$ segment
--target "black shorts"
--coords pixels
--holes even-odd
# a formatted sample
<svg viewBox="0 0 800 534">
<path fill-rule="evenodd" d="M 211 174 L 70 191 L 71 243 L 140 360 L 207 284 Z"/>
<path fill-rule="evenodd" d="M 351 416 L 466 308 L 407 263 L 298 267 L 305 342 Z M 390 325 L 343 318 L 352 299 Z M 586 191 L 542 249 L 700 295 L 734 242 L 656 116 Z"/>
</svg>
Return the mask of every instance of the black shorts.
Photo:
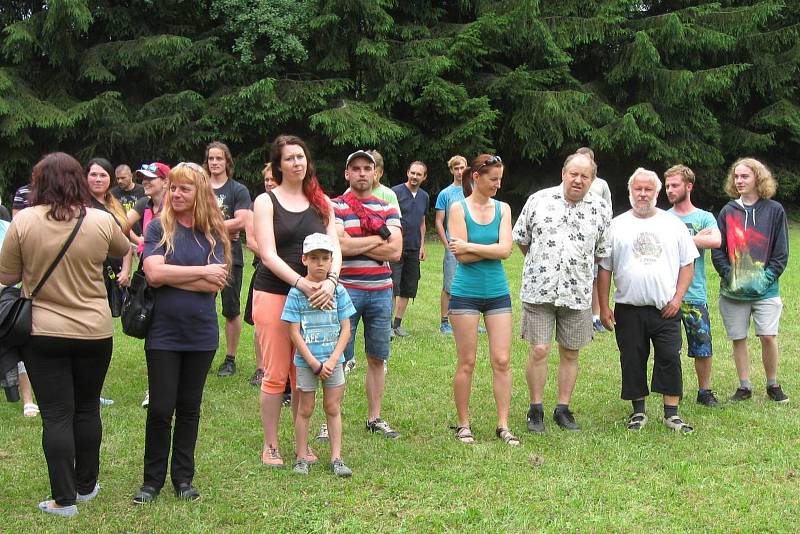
────────────────────────────────────────
DIRECTIONS.
All of the data must be set down exactly, with no pictures included.

REPLY TO THE EXERCISE.
$ segment
--target "black shorts"
--coords pixels
--holes even-odd
# a formatted sample
<svg viewBox="0 0 800 534">
<path fill-rule="evenodd" d="M 211 174 L 70 191 L 71 243 L 140 360 L 207 284 Z"/>
<path fill-rule="evenodd" d="M 351 416 L 466 308 L 407 263 L 298 267 L 305 342 Z M 390 325 L 343 318 L 352 299 Z M 586 191 L 542 249 L 700 295 L 734 242 L 656 116 Z"/>
</svg>
Return the mask of every instance of the black shorts.
Photo:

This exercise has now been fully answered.